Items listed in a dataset

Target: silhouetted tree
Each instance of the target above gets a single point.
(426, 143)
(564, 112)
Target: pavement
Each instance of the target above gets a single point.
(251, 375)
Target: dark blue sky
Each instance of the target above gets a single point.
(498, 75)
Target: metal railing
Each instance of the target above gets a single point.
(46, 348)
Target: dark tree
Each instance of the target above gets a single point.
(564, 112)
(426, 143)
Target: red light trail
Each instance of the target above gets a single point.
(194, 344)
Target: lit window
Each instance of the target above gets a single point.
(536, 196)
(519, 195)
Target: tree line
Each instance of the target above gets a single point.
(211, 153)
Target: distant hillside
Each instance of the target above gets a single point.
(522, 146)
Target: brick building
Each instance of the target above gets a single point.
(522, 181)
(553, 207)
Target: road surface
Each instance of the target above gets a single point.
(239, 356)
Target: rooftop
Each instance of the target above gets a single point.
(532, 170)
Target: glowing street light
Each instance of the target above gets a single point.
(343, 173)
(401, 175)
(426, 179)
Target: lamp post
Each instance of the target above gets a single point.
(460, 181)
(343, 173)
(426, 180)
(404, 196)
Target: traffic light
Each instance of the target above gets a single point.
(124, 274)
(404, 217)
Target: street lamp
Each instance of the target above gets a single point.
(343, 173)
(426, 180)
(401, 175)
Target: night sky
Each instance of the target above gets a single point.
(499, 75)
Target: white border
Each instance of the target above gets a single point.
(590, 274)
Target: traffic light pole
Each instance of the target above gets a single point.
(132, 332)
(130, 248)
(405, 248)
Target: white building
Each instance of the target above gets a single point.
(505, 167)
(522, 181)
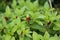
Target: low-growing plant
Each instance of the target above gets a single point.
(28, 20)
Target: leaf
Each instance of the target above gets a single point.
(14, 4)
(35, 36)
(56, 28)
(8, 11)
(14, 29)
(39, 22)
(46, 36)
(54, 38)
(46, 5)
(7, 37)
(13, 38)
(38, 27)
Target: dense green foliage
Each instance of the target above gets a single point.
(29, 21)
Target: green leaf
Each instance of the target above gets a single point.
(39, 22)
(7, 37)
(13, 38)
(54, 38)
(35, 36)
(46, 5)
(46, 36)
(8, 11)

▸ What you have to do: Copy the lines of the material, starting at the line that contains "Target: lit window" and continuing through the end of the material. Leave out any pictures.

▸ Answer to the problem:
Target: lit window
Each instance of the target above gets a single point.
(536, 196)
(519, 195)
Target: tree line
Each instance of the target above gets a single point.
(211, 153)
Target: distant hillside
Each instance of the target above gets a single point.
(522, 146)
Target: brick building
Each instance of the target above gets a single point.
(522, 181)
(553, 207)
Target: road surface
Each instance of the target above gets a single point.
(239, 356)
Target: rooftop
Each instance of the target above gets a single point.
(532, 170)
Target: glowing street light
Each instance of the target above gets a single point.
(343, 173)
(401, 175)
(426, 179)
Target: lamp post
Each instance of the target above gets a single point.
(460, 181)
(343, 173)
(426, 180)
(404, 196)
Target: traffic light
Each instance of the target above gets a single point.
(124, 274)
(404, 217)
Target: street lamp
Each instance of the target above gets a single point.
(343, 173)
(426, 180)
(401, 175)
Target: night sky
Each instance of the target above gets a single point.
(499, 75)
Target: white border
Each instance of the target above gets a single point.
(590, 274)
Target: traffic light pole
Each instance of the target above gets a single point.
(132, 332)
(130, 248)
(405, 248)
Target: white building
Each instance of the target above gets a single point.
(505, 167)
(522, 181)
Target: low-growing plant
Each instance of the target above gets a single point.
(28, 20)
Target: leaf
Each instance of the target above gets a single point.
(14, 4)
(35, 36)
(56, 28)
(8, 11)
(14, 29)
(39, 22)
(46, 36)
(54, 38)
(46, 5)
(7, 37)
(13, 38)
(38, 27)
Target: dense green foliage
Each instance of the target above gets a single point.
(29, 21)
Target: green leaf
Each instance of the target above gets a single point.
(39, 22)
(7, 37)
(13, 38)
(54, 38)
(35, 36)
(46, 5)
(46, 36)
(8, 11)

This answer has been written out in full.